# Set task
Copy out all of the material below word for word, leaving out the pictures.
════
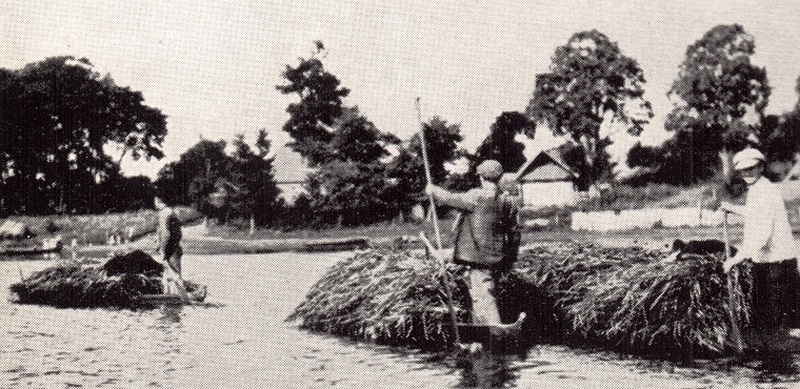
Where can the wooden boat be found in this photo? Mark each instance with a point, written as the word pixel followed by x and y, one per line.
pixel 29 251
pixel 344 244
pixel 196 293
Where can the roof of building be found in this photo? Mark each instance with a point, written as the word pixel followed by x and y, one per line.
pixel 547 166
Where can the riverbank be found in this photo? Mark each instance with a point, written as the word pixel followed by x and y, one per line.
pixel 88 236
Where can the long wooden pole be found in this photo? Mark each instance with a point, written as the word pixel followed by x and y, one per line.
pixel 428 179
pixel 736 335
pixel 448 295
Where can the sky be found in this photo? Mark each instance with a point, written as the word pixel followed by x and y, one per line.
pixel 212 67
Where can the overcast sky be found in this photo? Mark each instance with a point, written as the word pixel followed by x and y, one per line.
pixel 212 67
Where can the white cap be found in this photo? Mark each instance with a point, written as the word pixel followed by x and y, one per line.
pixel 747 158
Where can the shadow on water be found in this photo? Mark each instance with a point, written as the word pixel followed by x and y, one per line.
pixel 486 369
pixel 776 366
pixel 490 364
pixel 170 314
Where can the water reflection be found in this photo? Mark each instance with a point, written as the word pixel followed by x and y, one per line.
pixel 486 368
pixel 170 314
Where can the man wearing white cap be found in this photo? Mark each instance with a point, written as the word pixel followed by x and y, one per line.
pixel 769 243
pixel 480 242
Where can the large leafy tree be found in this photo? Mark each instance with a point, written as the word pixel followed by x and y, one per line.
pixel 58 118
pixel 590 81
pixel 719 98
pixel 352 186
pixel 250 182
pixel 407 169
pixel 501 144
pixel 193 177
pixel 320 105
════
# Finished answer
Where can the wooden boat be found in this photo? Mark each instance with a point, written as the word pixel followed by x and y, one per line.
pixel 29 251
pixel 344 244
pixel 196 293
Where can the roof of building be found in this photo? Mark each instance with a point, written as the word pixel followed by x and y, one per line.
pixel 547 166
Where can the riverbank be found in this photo? Mark each instance with a point, written as the word pixel followed by x and y, one per line.
pixel 88 236
Where can the long wooden pole be found in this photo? Mark each instance with a point, written as the word pixel followed by x and y, one per line.
pixel 428 179
pixel 736 335
pixel 448 295
Where can the sky be found in this photo? Mark each instance with a point, written as the word pixel followed by x and y, one per line.
pixel 212 67
Where can the overcast sky be found in this photo? Mark each instance with a point, written as the word pixel followed by x and y, one per line.
pixel 212 67
Where can the white cap be found in this photo? Mark each instance with a point, written as the word pixel followed by x and y, one per line.
pixel 747 158
Where can the shadow on water be found in this photo? Mark each instance with a point, written as the word pixel followed by x and y, one per line.
pixel 486 369
pixel 776 366
pixel 490 364
pixel 170 314
Where can the water reflection be found in this photo? Mark each instance with a point, written as the word pixel followed by x and y, one per line.
pixel 486 368
pixel 170 314
Where can the man wearing white cap be found in this photo? Mark each instance with a point, written as the word pixel followed by x and y, one per line.
pixel 769 243
pixel 480 242
Where can the large leafy tree be found in this photo? Mark each instance with a point, written as the word pixel followed by x and y, one per line.
pixel 58 118
pixel 590 81
pixel 719 98
pixel 352 186
pixel 250 182
pixel 407 169
pixel 501 144
pixel 193 177
pixel 320 105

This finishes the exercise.